(Collection entries)
┌──

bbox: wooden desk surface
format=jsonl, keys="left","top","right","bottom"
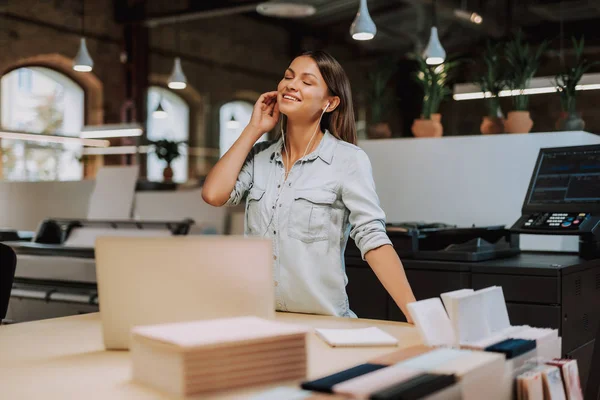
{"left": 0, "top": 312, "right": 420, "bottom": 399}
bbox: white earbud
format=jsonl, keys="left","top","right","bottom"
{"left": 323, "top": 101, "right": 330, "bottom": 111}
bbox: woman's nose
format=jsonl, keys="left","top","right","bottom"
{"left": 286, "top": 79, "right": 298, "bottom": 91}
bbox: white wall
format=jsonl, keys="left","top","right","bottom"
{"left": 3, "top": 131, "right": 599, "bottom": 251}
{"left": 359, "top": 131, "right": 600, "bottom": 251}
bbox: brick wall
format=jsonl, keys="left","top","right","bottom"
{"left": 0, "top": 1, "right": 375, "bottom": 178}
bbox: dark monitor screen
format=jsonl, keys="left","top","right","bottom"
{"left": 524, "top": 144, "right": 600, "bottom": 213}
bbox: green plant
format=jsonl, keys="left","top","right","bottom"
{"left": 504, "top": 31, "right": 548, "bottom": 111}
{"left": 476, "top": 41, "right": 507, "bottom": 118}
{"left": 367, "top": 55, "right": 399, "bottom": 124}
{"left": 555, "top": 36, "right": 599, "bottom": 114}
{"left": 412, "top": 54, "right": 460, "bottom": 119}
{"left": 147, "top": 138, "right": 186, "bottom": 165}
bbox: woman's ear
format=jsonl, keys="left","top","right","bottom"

└──

Work to be completed >> Print the data again, word for word, without any pictures.

Task answer >>
bbox: wooden desk surface
format=jsonl, keys="left","top","right","bottom"
{"left": 0, "top": 312, "right": 420, "bottom": 399}
bbox: white earbud
format=jsonl, keys="left","top","right","bottom"
{"left": 323, "top": 101, "right": 330, "bottom": 111}
bbox: woman's nose
format=jsonl, keys="left","top","right","bottom"
{"left": 286, "top": 79, "right": 298, "bottom": 91}
bbox: white wall
format=jsonl, keys="left","top","right","bottom"
{"left": 3, "top": 131, "right": 599, "bottom": 251}
{"left": 359, "top": 131, "right": 600, "bottom": 251}
bbox: brick wall
format=jsonl, keys="left","top","right","bottom"
{"left": 0, "top": 1, "right": 375, "bottom": 178}
bbox: dark monitor screen
format=jsonl, keys="left","top","right","bottom"
{"left": 524, "top": 144, "right": 600, "bottom": 213}
bbox: green plant
format=jsonl, keys="left","top","right","bottom"
{"left": 504, "top": 31, "right": 548, "bottom": 111}
{"left": 476, "top": 41, "right": 507, "bottom": 118}
{"left": 367, "top": 55, "right": 399, "bottom": 124}
{"left": 555, "top": 36, "right": 599, "bottom": 114}
{"left": 412, "top": 54, "right": 460, "bottom": 119}
{"left": 147, "top": 138, "right": 186, "bottom": 165}
bbox: woman's ear
format=jsonl, keys="left","top","right","bottom"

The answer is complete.